◆ **What the task asks**
Convert the lines below, starting at the line that contains "Target: pebble" and ending with the last of the rows, into a JSON list of strings with one string per line, omitting any blank lines.

◆ **Records for the task**
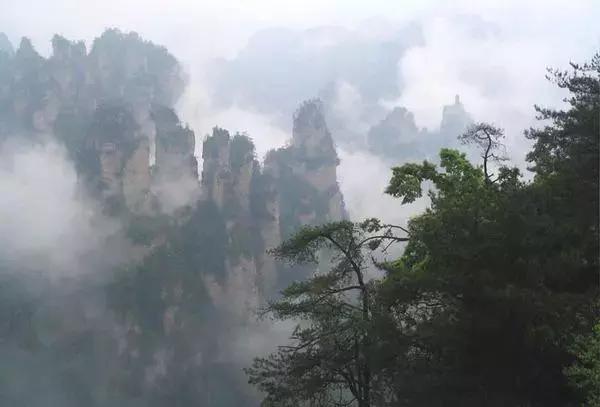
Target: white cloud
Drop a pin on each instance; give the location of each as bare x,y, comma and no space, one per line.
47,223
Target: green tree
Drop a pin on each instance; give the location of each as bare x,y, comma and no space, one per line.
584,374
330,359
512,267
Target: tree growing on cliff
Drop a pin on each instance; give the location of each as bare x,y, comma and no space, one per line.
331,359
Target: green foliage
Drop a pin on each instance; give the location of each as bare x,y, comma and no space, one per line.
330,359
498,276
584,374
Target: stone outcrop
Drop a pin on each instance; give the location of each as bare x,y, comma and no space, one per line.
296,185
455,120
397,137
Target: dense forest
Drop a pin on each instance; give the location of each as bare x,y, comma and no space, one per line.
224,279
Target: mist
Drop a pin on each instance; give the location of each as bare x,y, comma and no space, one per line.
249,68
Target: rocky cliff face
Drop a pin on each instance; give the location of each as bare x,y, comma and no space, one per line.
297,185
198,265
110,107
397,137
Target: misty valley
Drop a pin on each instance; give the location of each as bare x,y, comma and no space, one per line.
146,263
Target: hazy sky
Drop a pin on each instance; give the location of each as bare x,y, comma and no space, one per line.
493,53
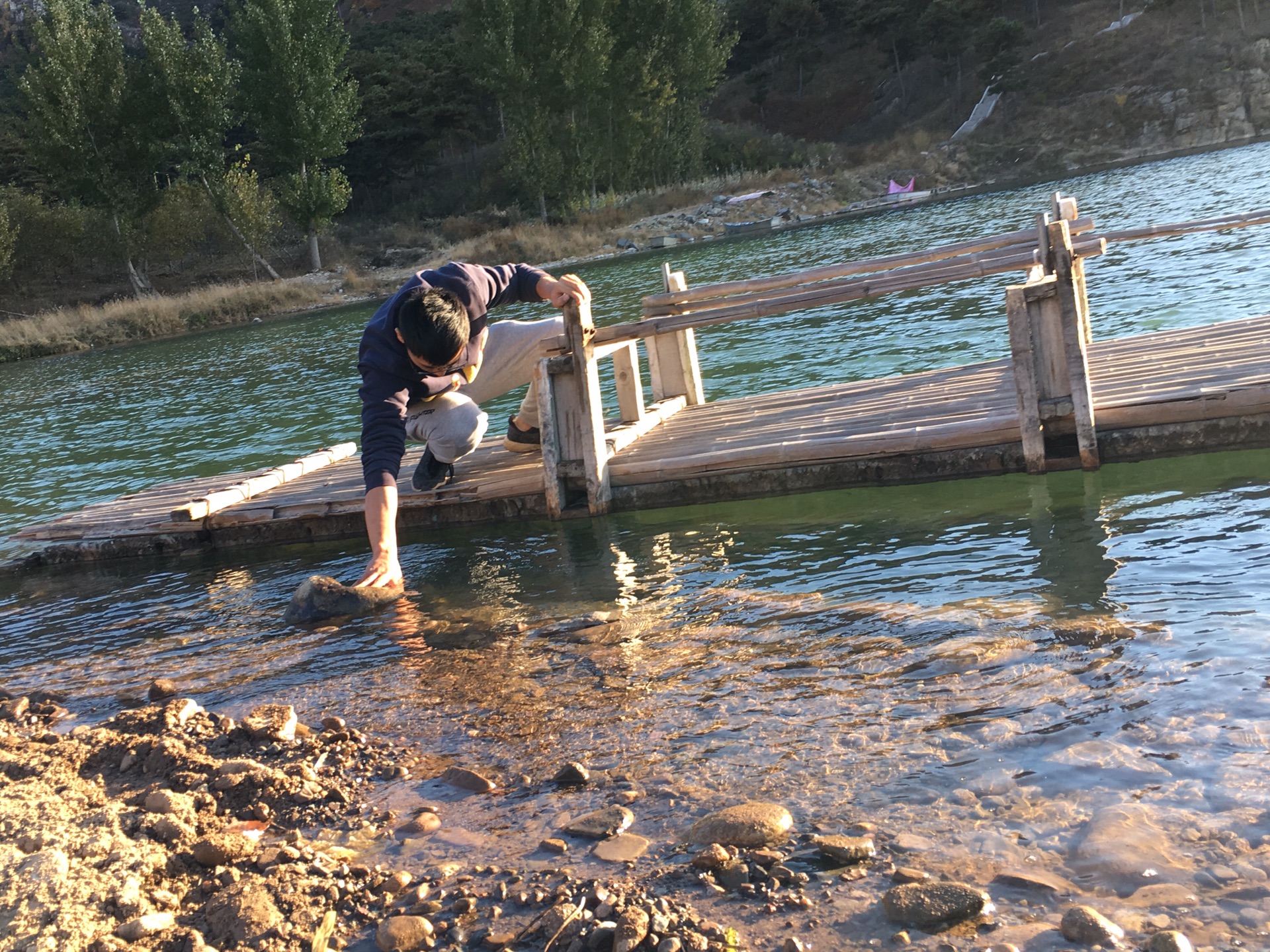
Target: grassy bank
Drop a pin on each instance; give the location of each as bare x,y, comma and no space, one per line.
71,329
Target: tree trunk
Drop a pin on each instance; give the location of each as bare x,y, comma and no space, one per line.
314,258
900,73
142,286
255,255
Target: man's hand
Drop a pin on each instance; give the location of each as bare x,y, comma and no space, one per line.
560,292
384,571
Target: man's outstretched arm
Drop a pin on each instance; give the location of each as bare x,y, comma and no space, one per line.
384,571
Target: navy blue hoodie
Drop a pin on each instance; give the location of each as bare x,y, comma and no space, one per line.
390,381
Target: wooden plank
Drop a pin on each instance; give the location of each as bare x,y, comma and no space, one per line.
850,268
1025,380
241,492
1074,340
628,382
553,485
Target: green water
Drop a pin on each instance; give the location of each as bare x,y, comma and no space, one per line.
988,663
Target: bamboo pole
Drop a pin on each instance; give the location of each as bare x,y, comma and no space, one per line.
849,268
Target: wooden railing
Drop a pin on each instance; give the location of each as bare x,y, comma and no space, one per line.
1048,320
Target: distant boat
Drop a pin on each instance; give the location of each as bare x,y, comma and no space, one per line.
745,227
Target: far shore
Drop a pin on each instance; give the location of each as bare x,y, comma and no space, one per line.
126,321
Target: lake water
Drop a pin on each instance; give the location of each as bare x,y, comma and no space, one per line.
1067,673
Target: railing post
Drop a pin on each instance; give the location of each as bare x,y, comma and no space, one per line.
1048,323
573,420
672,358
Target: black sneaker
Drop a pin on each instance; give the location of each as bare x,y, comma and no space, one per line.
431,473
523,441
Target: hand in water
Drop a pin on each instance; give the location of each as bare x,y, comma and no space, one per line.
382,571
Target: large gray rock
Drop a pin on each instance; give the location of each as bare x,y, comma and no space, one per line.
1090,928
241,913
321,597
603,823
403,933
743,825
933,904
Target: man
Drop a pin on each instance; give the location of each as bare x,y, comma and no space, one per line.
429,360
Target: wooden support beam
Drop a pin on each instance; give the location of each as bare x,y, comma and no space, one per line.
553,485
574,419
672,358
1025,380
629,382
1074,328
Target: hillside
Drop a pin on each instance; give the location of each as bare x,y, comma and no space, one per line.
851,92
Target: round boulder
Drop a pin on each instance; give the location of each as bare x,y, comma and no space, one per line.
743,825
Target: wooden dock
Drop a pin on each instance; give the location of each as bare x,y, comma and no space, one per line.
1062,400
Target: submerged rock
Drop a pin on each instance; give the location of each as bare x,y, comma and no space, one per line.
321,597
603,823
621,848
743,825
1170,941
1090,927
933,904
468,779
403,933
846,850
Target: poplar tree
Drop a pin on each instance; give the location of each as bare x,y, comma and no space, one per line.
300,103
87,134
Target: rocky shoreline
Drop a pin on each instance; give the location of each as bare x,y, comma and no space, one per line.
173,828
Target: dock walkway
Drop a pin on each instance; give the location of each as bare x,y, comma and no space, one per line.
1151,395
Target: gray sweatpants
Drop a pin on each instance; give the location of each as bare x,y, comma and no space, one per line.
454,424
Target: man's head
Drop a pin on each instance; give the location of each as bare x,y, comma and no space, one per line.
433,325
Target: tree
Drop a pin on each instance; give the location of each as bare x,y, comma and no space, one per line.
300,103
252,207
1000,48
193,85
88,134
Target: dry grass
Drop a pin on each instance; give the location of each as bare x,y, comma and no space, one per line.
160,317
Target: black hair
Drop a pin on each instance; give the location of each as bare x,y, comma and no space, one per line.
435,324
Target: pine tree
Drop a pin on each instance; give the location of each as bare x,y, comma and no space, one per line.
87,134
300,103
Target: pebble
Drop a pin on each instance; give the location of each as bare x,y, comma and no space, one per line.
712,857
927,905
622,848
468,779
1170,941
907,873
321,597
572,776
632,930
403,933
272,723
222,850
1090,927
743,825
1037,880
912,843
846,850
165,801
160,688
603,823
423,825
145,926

◆ **Reply**
[
  "Target: pebble",
  "Drop a pin on each instance; give the location of each as bare x,y, comma and no space, one per line.",
  "712,857",
  "927,905",
  "622,848",
  "468,779",
  "1170,941",
  "907,873",
  "321,597",
  "572,776",
  "632,930",
  "403,933",
  "272,723",
  "222,850",
  "1090,927",
  "743,825",
  "1037,880",
  "912,843",
  "846,850",
  "165,801",
  "160,688",
  "603,823",
  "423,825",
  "145,926"
]